(Location labeling records)
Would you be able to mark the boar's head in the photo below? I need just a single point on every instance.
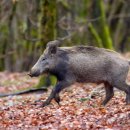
(47, 60)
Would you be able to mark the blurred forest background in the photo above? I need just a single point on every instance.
(27, 25)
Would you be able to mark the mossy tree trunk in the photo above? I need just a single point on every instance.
(47, 32)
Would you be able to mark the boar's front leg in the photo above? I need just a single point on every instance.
(109, 93)
(55, 92)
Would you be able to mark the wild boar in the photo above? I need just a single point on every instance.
(83, 64)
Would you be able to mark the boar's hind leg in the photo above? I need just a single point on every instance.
(55, 92)
(109, 93)
(126, 88)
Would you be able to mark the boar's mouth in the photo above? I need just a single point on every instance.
(36, 74)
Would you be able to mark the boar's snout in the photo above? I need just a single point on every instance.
(34, 72)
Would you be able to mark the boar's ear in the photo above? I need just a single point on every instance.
(52, 48)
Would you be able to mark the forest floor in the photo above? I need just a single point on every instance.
(77, 110)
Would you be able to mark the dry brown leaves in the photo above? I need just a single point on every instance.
(76, 112)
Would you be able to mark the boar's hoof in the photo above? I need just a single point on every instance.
(128, 99)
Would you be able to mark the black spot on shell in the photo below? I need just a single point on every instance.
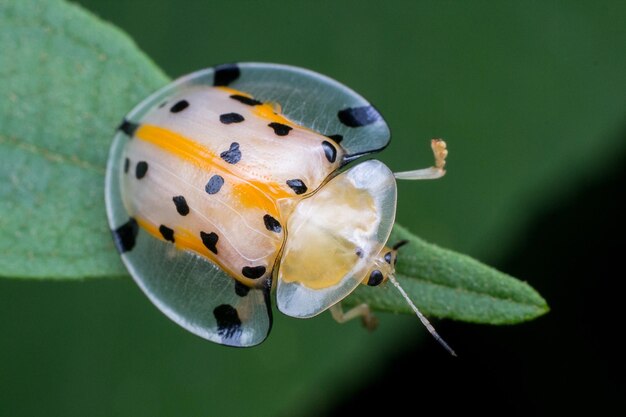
(181, 205)
(297, 186)
(228, 118)
(128, 127)
(167, 233)
(359, 116)
(336, 138)
(233, 155)
(280, 129)
(272, 224)
(388, 258)
(214, 185)
(376, 277)
(225, 74)
(210, 241)
(228, 321)
(253, 272)
(330, 151)
(125, 236)
(180, 106)
(141, 169)
(246, 100)
(241, 289)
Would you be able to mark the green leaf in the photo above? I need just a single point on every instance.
(68, 78)
(447, 284)
(56, 128)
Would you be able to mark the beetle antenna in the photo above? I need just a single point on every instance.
(440, 151)
(422, 318)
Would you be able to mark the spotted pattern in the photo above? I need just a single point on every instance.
(232, 155)
(253, 272)
(388, 258)
(210, 241)
(141, 169)
(376, 277)
(249, 101)
(225, 74)
(359, 116)
(179, 106)
(272, 224)
(167, 233)
(330, 151)
(214, 185)
(181, 205)
(229, 118)
(228, 321)
(297, 186)
(280, 129)
(128, 127)
(241, 289)
(125, 236)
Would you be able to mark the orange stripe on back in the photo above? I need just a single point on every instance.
(253, 193)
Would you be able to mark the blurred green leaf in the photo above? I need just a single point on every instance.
(447, 284)
(67, 80)
(56, 129)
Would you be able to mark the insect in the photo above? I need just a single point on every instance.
(235, 181)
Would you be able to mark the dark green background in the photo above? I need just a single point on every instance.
(531, 99)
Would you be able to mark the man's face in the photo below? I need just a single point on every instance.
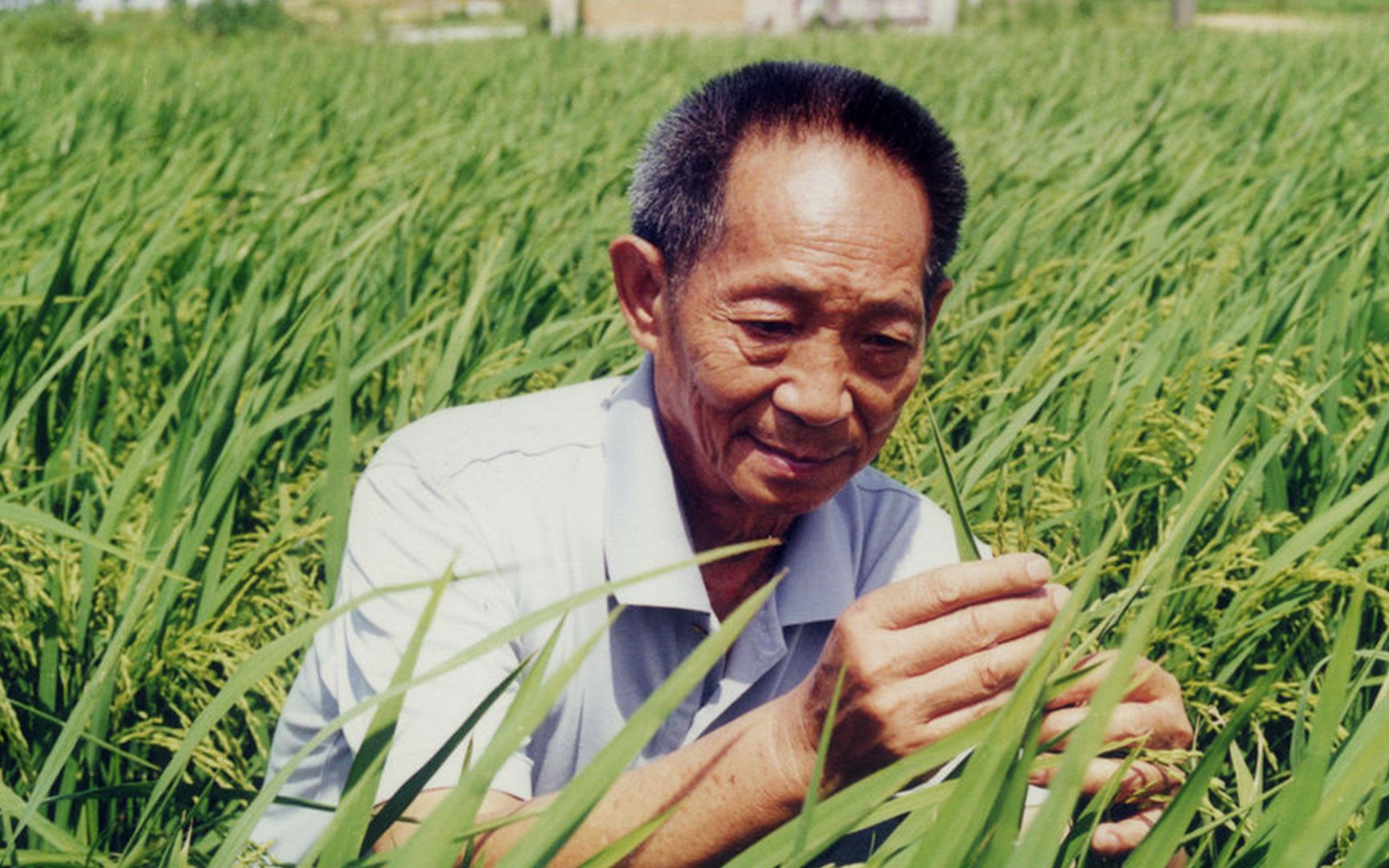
(792, 346)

Short exercise: Reproduce every item above with each "photo" changed to "image" and all other text left as it is. Leave the pictures out.

Response to the task:
Would you be able to mark the boar's head in the image below? I need just a single point on every instance.
(47, 60)
Would you be able to mark the blurred forest background in the image above? I need just a single point on every instance.
(27, 25)
Would you be able to mark the mossy tree trunk in the image above? I need just a single point on every instance.
(47, 32)
Would you be able to mark the boar's front leg in the image above? I need just a single point on every instance.
(109, 93)
(55, 92)
Would you be able to mark the wild boar in the image above? I need just a single point on every instance.
(83, 64)
Would you be able to mark the boar's hind leg in the image above? I need just a single point on every instance.
(55, 92)
(109, 93)
(126, 88)
Would you be able to mark the boar's mouth in the image above? I need just a single point on every instance.
(36, 74)
Would you be able to mark the boar's snout in the image above? I need just a single point on every instance.
(34, 72)
Would you be able to mark the boar's ear in the image above? I need just a single point on every instance.
(52, 48)
Would you be able to mark the forest floor in the image above? I need just a single point on every instance.
(77, 110)
Would you be able to mark the dry brown leaves in the image above? I need just a single point on every instance.
(76, 112)
Would you be able to mark the boar's hoof in the image above? I need just a single point on every instance.
(128, 99)
Would you be able to mark the black spot on shell in the image below? I need just a single point on every instance.
(181, 205)
(297, 186)
(228, 118)
(128, 127)
(167, 233)
(359, 116)
(336, 138)
(233, 155)
(280, 129)
(272, 224)
(388, 258)
(214, 185)
(376, 277)
(225, 74)
(210, 241)
(228, 321)
(253, 272)
(330, 151)
(125, 236)
(180, 106)
(141, 169)
(246, 100)
(241, 289)
Would you be able to mark the green leaf in the image above? I need just a single point on every instance.
(68, 78)
(447, 284)
(56, 128)
Would you be able to mark the beetle antenna in the image above? I need just a single point on every instance.
(440, 151)
(422, 318)
Would you be able to mark the spotted pattern in the image above? I need just a single point on every instance.
(232, 155)
(253, 272)
(388, 258)
(210, 241)
(141, 169)
(376, 277)
(249, 101)
(225, 74)
(359, 116)
(179, 106)
(272, 224)
(167, 233)
(330, 151)
(214, 185)
(181, 205)
(229, 118)
(228, 321)
(297, 186)
(280, 129)
(128, 127)
(241, 289)
(125, 236)
Would you be able to mark the orange stripe on back in the image above? I need just a single point on every instance.
(253, 193)
Would you be able to mark the blurred green leaf in the image above? I need just a single point on every instance.
(447, 284)
(67, 80)
(56, 129)
Would you be able to mark the insect in the image above? I need just a single point on every instance.
(235, 181)
Would you be able to mark the dark green background in the image above? I need just a single point on every instance.
(531, 99)
Would you be able to mark the man's face in the image below? I need just a single point on every instance.
(792, 346)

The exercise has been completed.